- [Task]: According to the article below on the Italian Medicines Agency's GMP certificate withdrawal, how many GMP deviations did inspectors find at Sri Krishna Pharmaceuticals' Nacharam granulation plant?

[Provided text — start]

Italian Medicines Agency withdraws GMP certificate from Indian manufacturer

The agency issued a warning letter and withdrew the GMP (Good Manufacturing Practice) certificate from Hyderabad, India-based Sri Krishna Pharmaceuticals for 10 GMP deviations found during an inspection at its Nacharam granulation plant in December.

In particular, the Italian agency said its main concerns were that drugs that failed to meet established quality control criteria are not rejected.

Employees at Sri Krishna “routinely use the PC administrator privileges to set the controlling time and date settings back to over-write previously collected failing and/or undesirable sample results. This practice is performed until passing and/or desirable results are achieved.”

In addition, inspectors found that company employees routinely performed “trial” injections of sample aliquots prior to performing the official analysis. The results of these trials are not reported, and were found to “differ significantly from the subsequent reported results… The resulting raw data chromatogram files were often found to have been deleted and unavailable for review.”

The company’s electronic records also were seen as not meeting systems validation ensuring they are trustworthy, reliable and generally equivalent to paper records

Inspectors also found “torn and discarded controlled manufacturing batch records for a variety of different products issued by the Quality Unit.”

Meanwhile, five batch records were compared with the archived manufacturing one and it was ascertained that no records had been made for duplicate issuance of these five batches chosen for review.

Finally, the Italian regulators said that the current GMP certificates issued in March 2013 and November 2013 are invalid. “It is proposed to withdraw also the GMP Certificate issued by Baden – Württemberg (Germany) on 04 August 2014,” the Italian agency said.

However, the agency did not move to ban products from the company as “there is no reason of concern regarding the quality of the batches of finished products for the following reasons: - only intermediates granules to be further processed by other manufacturing plants of finished products are manufactured in the inspected units; - the finished product is further tested by the batch release site before the release on the market. If no full testing (including impurities) of the finished product has been performed before the release, National Competent Authorities should consider immediate recall of the already released batches and prohibition of supply of further batches using Sri Krishna sourced granules.

As an alternative National Competent Authorities may request Marketing Authorisation Holders to conduct a risk assessment in order to evaluate the risk to product quality and patients from the issues identified.

The GMP certificate withdrawal does not impact any of Sri Krishna's API manufacturing sites.

[Provided text — finish]
[Recorded data — start]

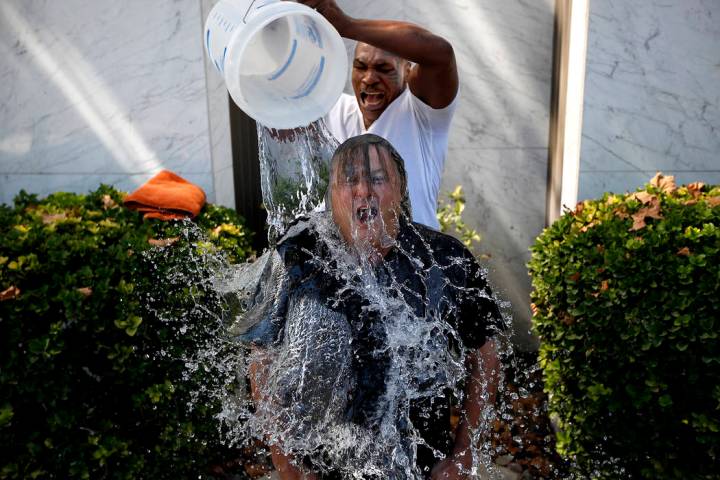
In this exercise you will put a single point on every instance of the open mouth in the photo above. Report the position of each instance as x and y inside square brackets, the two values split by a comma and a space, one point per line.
[372, 99]
[366, 214]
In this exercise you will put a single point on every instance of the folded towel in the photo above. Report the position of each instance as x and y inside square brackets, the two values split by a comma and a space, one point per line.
[167, 196]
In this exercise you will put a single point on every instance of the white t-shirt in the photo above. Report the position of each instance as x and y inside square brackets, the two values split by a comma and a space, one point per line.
[417, 131]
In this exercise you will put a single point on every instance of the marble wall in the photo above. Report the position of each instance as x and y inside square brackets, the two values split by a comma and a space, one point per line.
[101, 92]
[652, 94]
[113, 91]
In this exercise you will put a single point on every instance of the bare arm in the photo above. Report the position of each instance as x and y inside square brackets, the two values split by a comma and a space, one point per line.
[480, 391]
[433, 78]
[284, 464]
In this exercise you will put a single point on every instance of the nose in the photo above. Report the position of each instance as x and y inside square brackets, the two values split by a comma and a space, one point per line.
[361, 189]
[369, 76]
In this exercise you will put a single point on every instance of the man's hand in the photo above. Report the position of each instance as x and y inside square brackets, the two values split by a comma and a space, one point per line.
[454, 467]
[330, 10]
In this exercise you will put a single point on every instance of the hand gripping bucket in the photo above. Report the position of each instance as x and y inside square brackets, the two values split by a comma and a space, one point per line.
[284, 64]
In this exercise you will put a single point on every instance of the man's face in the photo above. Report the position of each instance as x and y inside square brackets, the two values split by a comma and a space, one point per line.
[378, 77]
[366, 200]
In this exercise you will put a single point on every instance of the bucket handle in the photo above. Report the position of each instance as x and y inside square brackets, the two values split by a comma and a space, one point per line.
[247, 12]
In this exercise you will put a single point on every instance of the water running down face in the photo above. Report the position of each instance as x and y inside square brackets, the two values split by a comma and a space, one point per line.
[366, 198]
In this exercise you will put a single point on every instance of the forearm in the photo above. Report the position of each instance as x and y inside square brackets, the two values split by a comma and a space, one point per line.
[403, 39]
[480, 392]
[284, 464]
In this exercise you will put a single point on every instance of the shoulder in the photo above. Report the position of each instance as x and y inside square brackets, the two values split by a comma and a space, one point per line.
[437, 114]
[433, 247]
[441, 242]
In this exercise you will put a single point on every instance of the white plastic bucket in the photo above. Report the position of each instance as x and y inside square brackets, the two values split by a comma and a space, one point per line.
[284, 64]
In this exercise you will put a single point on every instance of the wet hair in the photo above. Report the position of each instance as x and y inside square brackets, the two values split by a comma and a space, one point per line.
[350, 150]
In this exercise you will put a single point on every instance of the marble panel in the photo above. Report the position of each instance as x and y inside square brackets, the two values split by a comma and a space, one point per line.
[101, 88]
[505, 200]
[499, 138]
[219, 125]
[652, 94]
[43, 185]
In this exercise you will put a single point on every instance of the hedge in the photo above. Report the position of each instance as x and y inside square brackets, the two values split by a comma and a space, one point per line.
[627, 306]
[99, 312]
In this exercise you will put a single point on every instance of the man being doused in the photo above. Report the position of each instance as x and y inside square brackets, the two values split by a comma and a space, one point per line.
[368, 329]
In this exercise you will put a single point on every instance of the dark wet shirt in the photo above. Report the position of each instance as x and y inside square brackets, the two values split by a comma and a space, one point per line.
[436, 276]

[Recorded data — finish]

- [Response box]: 10 GMP deviations.